Begin RECORDED INFORMATION

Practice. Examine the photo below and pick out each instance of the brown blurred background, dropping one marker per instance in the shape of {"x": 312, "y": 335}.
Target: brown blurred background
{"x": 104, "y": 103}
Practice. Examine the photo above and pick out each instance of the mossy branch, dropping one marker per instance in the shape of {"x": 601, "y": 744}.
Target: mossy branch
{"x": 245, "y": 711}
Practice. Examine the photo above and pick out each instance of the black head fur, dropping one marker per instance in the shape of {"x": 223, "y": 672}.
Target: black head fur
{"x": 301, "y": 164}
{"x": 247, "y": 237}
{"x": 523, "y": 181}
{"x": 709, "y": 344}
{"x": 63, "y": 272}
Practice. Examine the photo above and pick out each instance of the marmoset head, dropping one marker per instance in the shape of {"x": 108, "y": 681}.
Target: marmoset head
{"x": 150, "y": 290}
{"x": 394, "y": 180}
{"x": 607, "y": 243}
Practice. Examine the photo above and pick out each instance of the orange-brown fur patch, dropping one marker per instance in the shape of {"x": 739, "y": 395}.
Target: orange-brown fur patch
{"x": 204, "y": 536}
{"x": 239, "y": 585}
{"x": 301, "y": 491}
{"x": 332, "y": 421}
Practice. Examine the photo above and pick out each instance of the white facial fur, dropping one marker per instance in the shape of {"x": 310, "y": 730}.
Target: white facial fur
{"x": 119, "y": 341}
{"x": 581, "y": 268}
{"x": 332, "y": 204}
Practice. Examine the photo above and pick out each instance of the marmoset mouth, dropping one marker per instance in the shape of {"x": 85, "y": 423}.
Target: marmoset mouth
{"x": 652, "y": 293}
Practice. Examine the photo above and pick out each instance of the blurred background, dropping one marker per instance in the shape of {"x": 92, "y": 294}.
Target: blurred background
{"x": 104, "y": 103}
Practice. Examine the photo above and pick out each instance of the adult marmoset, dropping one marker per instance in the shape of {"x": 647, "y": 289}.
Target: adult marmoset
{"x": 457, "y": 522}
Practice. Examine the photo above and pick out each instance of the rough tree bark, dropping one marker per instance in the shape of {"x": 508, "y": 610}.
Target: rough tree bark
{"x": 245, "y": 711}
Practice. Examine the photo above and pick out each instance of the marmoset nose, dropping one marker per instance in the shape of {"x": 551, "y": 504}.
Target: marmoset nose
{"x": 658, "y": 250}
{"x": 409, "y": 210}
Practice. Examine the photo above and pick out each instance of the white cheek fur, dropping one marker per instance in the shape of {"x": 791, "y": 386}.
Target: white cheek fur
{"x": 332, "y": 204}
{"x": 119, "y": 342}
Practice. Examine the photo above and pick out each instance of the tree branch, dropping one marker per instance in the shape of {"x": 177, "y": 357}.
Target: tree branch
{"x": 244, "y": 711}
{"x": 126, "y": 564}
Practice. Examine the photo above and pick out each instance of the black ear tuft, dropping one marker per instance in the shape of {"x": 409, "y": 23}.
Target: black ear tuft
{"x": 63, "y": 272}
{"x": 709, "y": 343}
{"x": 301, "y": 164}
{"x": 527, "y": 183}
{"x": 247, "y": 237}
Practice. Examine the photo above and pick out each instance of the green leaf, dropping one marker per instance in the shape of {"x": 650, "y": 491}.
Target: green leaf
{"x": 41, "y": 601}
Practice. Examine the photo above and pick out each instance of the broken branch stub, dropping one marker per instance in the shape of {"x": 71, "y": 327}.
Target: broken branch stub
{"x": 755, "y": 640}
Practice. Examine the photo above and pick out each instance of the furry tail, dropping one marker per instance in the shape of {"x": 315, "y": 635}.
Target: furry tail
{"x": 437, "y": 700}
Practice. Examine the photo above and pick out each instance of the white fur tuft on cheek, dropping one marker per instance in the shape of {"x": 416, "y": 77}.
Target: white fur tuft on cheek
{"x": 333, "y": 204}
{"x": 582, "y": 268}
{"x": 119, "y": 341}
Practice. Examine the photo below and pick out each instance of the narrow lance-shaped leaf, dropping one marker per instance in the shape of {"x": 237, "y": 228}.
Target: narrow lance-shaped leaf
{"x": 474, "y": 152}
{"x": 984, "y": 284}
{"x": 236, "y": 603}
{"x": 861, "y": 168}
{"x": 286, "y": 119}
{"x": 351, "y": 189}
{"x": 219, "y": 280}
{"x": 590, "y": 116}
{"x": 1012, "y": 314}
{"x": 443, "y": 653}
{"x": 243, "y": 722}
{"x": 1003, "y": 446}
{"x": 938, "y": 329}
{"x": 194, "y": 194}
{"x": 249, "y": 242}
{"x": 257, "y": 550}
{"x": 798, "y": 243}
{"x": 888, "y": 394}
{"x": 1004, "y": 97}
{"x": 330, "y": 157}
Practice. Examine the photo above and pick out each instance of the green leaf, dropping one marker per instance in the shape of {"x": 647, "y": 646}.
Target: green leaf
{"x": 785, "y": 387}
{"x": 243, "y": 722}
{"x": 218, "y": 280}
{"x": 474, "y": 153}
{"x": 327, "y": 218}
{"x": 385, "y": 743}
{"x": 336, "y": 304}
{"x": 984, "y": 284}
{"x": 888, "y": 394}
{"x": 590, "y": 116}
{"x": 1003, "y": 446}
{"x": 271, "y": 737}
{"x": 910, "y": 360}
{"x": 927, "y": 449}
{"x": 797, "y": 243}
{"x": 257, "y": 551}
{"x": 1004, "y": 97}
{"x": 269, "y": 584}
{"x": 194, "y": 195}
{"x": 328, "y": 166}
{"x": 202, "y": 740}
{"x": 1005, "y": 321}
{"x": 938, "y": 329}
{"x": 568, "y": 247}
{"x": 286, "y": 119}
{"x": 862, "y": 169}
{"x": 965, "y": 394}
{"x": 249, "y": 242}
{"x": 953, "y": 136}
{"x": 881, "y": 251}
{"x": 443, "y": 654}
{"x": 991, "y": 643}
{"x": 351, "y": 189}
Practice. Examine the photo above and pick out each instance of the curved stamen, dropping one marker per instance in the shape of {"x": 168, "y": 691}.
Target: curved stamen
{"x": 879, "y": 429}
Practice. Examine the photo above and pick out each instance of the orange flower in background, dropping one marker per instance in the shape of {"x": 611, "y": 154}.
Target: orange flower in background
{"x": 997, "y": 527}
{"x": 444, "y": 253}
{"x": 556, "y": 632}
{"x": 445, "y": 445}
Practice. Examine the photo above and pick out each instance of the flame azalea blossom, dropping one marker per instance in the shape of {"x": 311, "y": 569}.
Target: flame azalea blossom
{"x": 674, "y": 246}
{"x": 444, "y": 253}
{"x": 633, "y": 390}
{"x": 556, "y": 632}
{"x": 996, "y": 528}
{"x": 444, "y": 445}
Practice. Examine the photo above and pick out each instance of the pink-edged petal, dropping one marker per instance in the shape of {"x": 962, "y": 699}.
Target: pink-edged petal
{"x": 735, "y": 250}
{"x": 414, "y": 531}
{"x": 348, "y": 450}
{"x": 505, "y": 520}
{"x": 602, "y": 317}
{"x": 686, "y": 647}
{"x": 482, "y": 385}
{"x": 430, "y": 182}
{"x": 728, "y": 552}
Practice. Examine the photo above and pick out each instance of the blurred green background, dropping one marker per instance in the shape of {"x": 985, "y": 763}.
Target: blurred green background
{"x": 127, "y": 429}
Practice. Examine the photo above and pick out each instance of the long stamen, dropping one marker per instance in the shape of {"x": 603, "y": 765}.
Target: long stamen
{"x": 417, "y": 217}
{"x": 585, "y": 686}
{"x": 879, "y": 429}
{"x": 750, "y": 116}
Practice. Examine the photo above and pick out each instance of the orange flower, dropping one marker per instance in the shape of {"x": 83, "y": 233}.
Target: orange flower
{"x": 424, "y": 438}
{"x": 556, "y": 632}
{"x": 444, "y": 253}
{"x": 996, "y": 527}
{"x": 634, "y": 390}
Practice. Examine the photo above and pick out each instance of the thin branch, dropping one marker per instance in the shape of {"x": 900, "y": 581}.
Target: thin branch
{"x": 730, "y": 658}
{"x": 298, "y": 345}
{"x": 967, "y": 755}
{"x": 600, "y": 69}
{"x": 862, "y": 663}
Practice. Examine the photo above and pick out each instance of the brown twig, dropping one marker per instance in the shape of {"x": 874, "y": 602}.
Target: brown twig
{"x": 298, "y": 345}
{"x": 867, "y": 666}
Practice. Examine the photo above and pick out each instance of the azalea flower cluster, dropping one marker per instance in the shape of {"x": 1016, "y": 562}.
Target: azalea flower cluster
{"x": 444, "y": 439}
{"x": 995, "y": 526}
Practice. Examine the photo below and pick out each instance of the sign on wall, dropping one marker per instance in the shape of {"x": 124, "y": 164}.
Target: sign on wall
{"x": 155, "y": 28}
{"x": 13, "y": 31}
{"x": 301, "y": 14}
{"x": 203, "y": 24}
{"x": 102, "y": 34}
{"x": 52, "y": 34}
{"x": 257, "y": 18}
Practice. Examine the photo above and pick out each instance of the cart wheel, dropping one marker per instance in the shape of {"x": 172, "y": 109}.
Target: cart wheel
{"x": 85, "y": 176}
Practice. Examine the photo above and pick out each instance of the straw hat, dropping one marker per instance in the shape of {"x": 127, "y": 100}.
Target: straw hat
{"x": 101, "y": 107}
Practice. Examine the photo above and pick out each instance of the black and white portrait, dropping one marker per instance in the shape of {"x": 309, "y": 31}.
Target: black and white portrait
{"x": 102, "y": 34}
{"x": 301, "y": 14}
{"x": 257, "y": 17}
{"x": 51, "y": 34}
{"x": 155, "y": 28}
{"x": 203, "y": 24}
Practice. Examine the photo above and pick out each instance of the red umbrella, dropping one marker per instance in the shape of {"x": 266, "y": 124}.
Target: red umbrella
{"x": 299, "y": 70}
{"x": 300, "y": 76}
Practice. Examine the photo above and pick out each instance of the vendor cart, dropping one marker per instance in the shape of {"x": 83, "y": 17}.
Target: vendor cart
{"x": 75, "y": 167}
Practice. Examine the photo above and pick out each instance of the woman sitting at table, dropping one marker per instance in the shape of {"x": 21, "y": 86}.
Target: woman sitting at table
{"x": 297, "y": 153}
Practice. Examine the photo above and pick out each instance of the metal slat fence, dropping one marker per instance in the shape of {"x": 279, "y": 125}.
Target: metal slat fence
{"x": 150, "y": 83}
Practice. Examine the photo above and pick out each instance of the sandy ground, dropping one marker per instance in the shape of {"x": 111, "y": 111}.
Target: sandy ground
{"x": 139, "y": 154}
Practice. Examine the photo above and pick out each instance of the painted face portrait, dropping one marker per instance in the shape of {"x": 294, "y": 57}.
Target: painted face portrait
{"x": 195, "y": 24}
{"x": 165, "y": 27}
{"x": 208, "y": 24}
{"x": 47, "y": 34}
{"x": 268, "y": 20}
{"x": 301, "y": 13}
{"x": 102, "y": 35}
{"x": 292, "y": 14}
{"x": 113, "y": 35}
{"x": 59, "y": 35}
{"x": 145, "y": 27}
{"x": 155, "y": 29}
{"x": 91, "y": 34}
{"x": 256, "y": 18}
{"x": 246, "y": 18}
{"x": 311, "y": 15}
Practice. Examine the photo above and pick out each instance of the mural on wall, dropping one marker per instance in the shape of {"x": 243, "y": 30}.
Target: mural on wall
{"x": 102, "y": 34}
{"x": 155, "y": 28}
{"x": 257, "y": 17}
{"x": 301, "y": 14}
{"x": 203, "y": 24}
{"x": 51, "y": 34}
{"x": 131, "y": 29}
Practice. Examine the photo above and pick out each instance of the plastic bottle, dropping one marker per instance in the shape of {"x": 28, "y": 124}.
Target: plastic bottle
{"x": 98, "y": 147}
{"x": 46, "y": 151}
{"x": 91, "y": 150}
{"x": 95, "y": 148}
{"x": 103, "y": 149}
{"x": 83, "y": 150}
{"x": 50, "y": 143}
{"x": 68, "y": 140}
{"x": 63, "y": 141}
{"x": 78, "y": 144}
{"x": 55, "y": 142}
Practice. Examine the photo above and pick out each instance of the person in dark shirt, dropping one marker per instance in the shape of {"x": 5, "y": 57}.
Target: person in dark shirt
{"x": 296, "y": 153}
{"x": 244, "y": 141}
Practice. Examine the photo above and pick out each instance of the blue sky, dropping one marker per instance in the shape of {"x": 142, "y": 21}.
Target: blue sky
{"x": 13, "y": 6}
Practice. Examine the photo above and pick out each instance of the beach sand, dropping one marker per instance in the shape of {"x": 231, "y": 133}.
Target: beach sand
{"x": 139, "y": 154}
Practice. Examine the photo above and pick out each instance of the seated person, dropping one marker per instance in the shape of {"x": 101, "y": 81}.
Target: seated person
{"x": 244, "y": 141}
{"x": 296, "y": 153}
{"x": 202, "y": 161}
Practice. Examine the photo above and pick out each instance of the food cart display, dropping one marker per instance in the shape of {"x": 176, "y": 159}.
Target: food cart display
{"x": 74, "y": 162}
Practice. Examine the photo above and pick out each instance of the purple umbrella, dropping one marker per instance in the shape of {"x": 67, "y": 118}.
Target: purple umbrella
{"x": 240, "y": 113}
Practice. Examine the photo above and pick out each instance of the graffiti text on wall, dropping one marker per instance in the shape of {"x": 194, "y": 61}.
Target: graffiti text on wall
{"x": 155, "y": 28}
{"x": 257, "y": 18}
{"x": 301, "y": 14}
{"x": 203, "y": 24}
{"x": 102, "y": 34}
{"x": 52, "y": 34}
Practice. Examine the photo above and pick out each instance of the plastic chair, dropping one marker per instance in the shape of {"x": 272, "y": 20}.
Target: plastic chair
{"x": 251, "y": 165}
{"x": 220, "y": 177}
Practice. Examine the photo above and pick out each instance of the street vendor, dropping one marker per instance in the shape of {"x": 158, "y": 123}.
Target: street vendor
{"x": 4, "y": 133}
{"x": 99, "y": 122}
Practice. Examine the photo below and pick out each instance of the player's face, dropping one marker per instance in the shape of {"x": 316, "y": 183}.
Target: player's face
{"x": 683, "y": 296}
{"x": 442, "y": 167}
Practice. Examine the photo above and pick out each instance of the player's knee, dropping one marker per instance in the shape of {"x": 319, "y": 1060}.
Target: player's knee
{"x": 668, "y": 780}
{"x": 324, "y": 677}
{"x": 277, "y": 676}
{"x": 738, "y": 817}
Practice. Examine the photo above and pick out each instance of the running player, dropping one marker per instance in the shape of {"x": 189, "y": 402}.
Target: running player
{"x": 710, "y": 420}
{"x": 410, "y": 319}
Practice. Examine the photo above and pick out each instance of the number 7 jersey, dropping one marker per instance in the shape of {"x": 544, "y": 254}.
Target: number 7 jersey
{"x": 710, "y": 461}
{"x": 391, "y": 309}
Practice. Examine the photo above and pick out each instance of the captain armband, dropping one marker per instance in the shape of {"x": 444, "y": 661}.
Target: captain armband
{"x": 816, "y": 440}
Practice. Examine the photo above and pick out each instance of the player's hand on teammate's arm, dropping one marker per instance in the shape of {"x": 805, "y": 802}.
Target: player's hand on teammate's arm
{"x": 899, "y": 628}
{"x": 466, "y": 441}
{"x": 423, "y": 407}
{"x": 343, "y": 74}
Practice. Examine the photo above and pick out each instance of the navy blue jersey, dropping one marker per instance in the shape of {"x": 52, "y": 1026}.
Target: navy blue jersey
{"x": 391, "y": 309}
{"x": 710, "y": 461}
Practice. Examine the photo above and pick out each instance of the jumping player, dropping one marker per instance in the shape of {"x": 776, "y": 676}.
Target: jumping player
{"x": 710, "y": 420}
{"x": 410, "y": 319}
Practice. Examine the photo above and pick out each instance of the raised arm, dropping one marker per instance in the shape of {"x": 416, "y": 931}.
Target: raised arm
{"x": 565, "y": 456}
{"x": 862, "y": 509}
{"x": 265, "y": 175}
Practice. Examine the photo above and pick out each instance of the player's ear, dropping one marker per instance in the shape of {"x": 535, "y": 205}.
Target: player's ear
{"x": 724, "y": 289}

End RECORDED INFORMATION

WRITTEN REQUEST ->
Look above for the line containing "the player's hand"; copy from it through the last line, exactly, and nothing more.

SOLUTION BELOW ->
Practice. Examine the photo above and pick out each instance of the player's hand on teammate's arm, dropping one marker per instance in the shape of {"x": 805, "y": 802}.
Target: player's hand on teammate's arm
{"x": 899, "y": 628}
{"x": 466, "y": 441}
{"x": 423, "y": 407}
{"x": 343, "y": 74}
Practice. Examine the photo above and pick out each instance of the navy blue jersey, dropping one marker per instance in the shape of {"x": 52, "y": 1026}.
Target: navy blue jersey
{"x": 391, "y": 309}
{"x": 710, "y": 461}
Practice. Examine the photo above and pick out each instance of the jumping player, dropping one marker per instance in the shape of {"x": 776, "y": 676}.
Target: jumping player
{"x": 710, "y": 420}
{"x": 410, "y": 319}
Practice. Examine the photo above and pick out each instance of the raised arm, dropping one marker per instance in the shape of {"x": 416, "y": 931}.
Target: raised arm
{"x": 565, "y": 456}
{"x": 862, "y": 509}
{"x": 265, "y": 175}
Practice. Examine the photo above and pick out each instance of the player's ear, dropping one marker per instance in the shape of {"x": 535, "y": 205}.
Target: player's ear
{"x": 724, "y": 289}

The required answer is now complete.